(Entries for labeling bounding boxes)
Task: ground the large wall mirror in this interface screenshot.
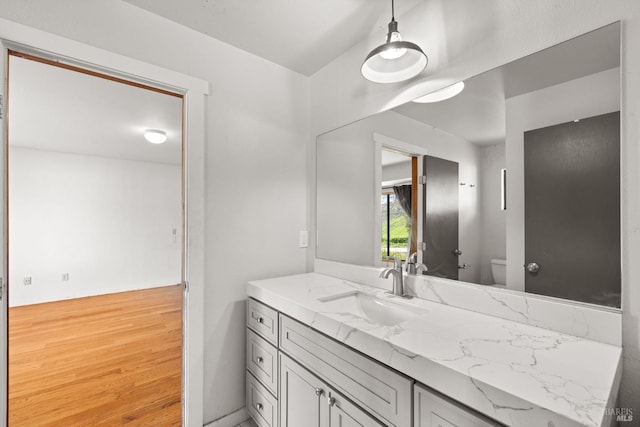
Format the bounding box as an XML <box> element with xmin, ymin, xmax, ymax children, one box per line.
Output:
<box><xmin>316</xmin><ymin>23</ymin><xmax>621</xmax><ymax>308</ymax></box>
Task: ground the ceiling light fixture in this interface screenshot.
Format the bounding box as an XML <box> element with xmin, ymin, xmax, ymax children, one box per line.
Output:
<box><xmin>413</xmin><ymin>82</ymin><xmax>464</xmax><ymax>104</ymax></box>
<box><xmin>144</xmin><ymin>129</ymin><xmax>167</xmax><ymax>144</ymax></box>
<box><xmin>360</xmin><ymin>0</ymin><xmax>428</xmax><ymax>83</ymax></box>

==

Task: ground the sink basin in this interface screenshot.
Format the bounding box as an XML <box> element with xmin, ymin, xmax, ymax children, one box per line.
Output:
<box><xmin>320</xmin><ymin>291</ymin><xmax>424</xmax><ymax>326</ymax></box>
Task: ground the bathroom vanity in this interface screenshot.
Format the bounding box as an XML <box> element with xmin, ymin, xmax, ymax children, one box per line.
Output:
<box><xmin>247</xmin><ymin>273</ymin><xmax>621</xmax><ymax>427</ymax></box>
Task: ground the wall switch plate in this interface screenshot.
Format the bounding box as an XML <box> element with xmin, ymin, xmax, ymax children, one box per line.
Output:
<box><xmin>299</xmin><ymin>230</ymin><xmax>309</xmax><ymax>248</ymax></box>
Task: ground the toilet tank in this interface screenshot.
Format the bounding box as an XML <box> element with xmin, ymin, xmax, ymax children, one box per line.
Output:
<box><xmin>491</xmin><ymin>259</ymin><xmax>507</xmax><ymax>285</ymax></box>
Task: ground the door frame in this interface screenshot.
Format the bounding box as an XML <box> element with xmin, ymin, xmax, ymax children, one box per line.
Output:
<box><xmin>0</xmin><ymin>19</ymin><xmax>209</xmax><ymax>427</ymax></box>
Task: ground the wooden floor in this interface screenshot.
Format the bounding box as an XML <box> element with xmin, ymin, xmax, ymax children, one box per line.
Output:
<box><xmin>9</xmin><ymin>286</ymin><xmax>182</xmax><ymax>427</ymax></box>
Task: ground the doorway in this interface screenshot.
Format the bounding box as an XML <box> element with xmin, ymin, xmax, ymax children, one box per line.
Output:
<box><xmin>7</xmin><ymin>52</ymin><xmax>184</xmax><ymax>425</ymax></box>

Your instructions:
Please gather every line in the items above that contains the string "wall" and copy each one out. Case matters when matching.

Exercise result:
Task: ground the large wall mirror in this interface screenshot.
Task: ground the wall switch plate in this interface screenshot.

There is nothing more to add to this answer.